## [短い練習 1]
アニメーション『Revolver』を論じた文章について、次の(a)〜(c)が本文と合っているかを「はい」か「いいえ」で答え、それぞれ決め手となる本文の言葉をそのまま引用してください。(a) タイトルの「Revolver」は回転・循環するものを意味する。(b) 反復による構成には、見てすぐに気付ける。(c) この作品は、一つの長い動きを途切れさせずに描いている。
## [短い練習 2]
アニメーション『Revolver』を論じた文章を、最後の一文の後から書き継いでください。

## [文書抜粋]
ボルバー
Revolver(1993)

反復と変化、呼吸のように


「Revolver」(回転・循環するもの)というタイトルにもあるように、この作品は、反復を用いた様々な短い動きを連続でつなぐことで一本のアニメーションとなっている。
 しかし反復をこれだけ繰り返しているにも関わらず、なぜだかすぐにはその構成に気付くことができない。同じ絵なのに変わっているように見えてしまったり、変わっているところを見つけようともしてしまう。じわじわと「リピートなんだ」ということがみえてくる。反復される短い動きのひとつひとつのなかで語られているものが非常に強力で、それらがまるでパズルを組み合わせるかのように、細かく掛け合わされていき、流れるようにアニメートされ、無駄なくループがつなげられていく。その複雑かつ繊細でスマートな構成が、そんな反復と変化の両方を感じてしまう揺れの原因なのではないか。

## [提供資料]
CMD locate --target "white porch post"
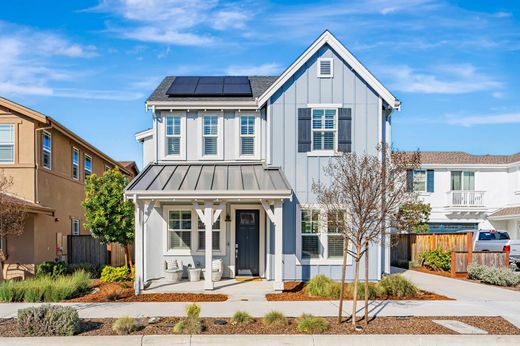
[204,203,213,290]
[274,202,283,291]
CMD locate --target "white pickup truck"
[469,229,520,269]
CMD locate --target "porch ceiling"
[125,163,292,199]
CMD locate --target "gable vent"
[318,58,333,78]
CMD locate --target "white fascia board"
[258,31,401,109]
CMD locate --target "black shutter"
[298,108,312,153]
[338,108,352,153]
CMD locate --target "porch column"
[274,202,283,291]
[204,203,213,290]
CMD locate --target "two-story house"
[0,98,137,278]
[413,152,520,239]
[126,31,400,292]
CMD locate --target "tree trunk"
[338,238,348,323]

--

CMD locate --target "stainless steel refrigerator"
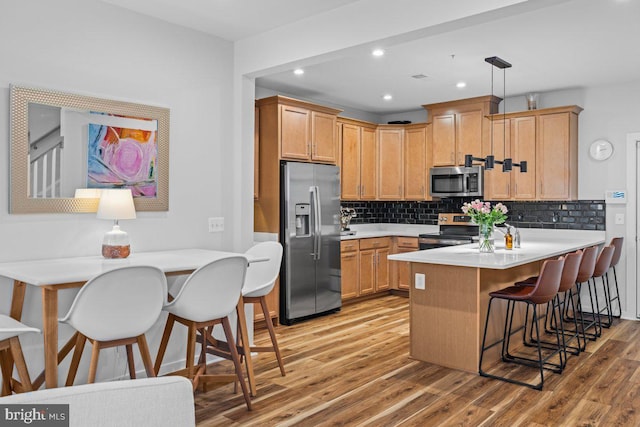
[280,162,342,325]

## [記述回答 1]
(a) はい。「「Revolver」(回転・循環するもの)というタイトル」
(b) いいえ。「なぜだかすぐにはその構成に気付くことができない」
(c) いいえ。「反復を用いた様々な短い動きを連続でつなぐことで一本のアニメーションとなっている」

## [記述回答 2]
 言葉による表現もなく、物語のつながりは明確ではないので、観る者は勝手に想像を膨らませることができる。おそらく解釈はそれぞれ異なることになるだろう。
 たとえば、陸にあがった魚の目に虫が止まるシーンのあとに、キッチンで女性がその魚を押しのばしているシーンがくると、私はそこに、魚が打ち上げられ、そして調理されるまでの時間の経過を感じてしまう。
 教会のなかで見つめ合う新郎新婦の二人を中心にカメラが展開するシーンのあとに、口を取り合う男女が登場する。愛を誓い合う二人もいれば言い争う二人もいるということなのか、それとも、教会にいた二人の行く末がこうなのか。もしくはまったく関係ないのか。
 時計の盤を甲羅にまとうカニ、子供を釣り上げる漁師、顔が変形する男、心臓に群がる虫たち……現実にありえない設定で描かれるのは、決してハッピーな感情ではなく、その裏側には何か別の意味があるようだ。落ちるのが異常に早いキッチンの砂(?)時計はあおりのアングルと叩き付ける時の室内に響く乾いた効果音が裁判官のジャッジガベルを彷彿とさせる。今までの人生に決定を下すような、本当にそれでよかったのかと訴えかけられているような不安感を高めていく。モノクロの世界とアンビエント・ミュージックがそれをさらに演出する。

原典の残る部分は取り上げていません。